Dataset rows showing where objects appear:
+++

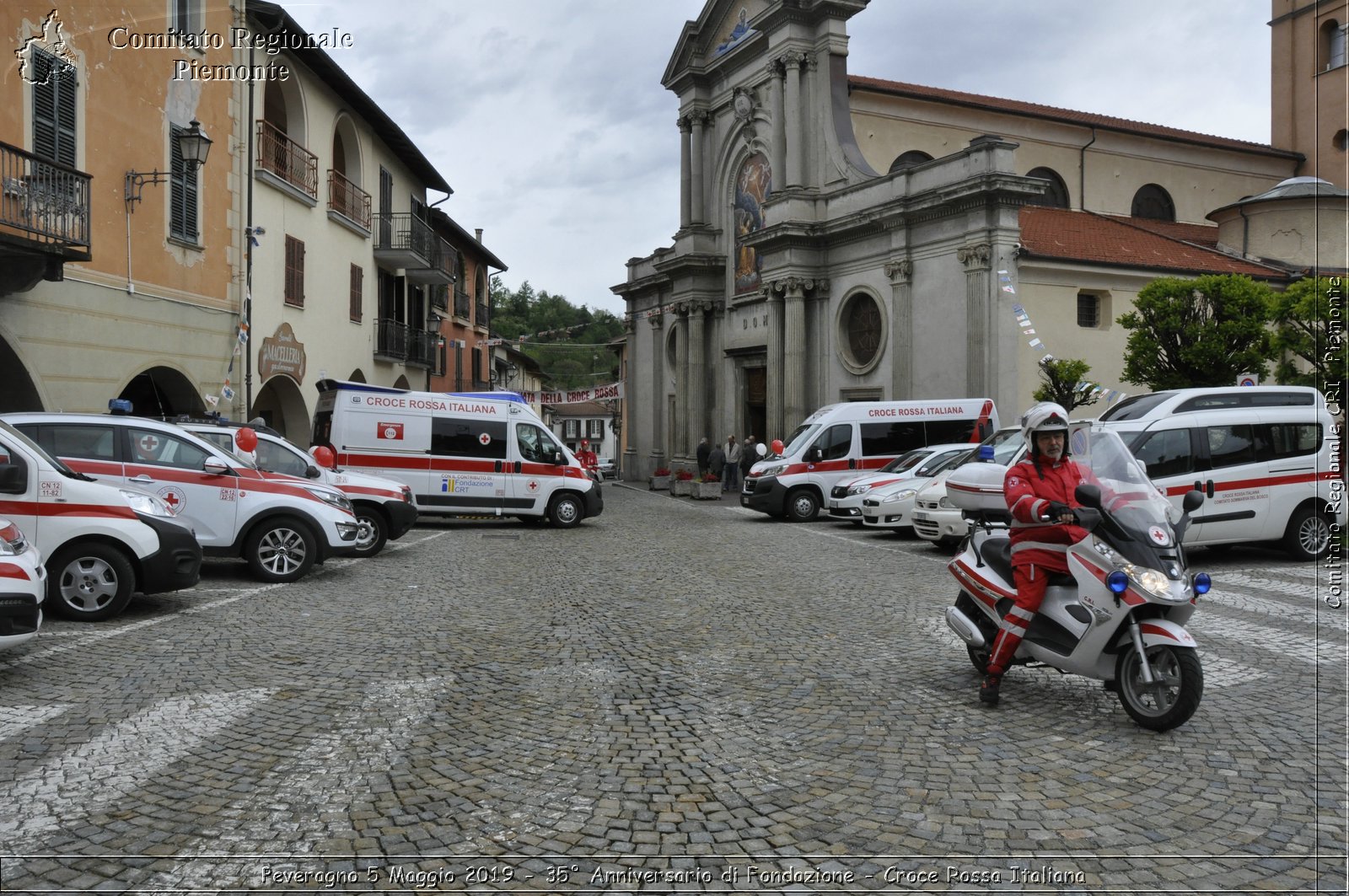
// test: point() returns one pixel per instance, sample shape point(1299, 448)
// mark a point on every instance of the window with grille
point(1089, 311)
point(182, 193)
point(357, 278)
point(294, 293)
point(53, 108)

+++

**Exercise prompt**
Output every line of the records above as a JSON list of strings, one string per line, skipping blank lines. Leave the pictures out of the list.

**Response to this task**
[
  "// test: point() returns one pixel per instance, sample shape point(1299, 448)",
  "// mark a point on every instance of the window with grille",
  "point(1089, 311)",
  "point(182, 193)",
  "point(357, 278)",
  "point(294, 293)",
  "point(53, 108)"
]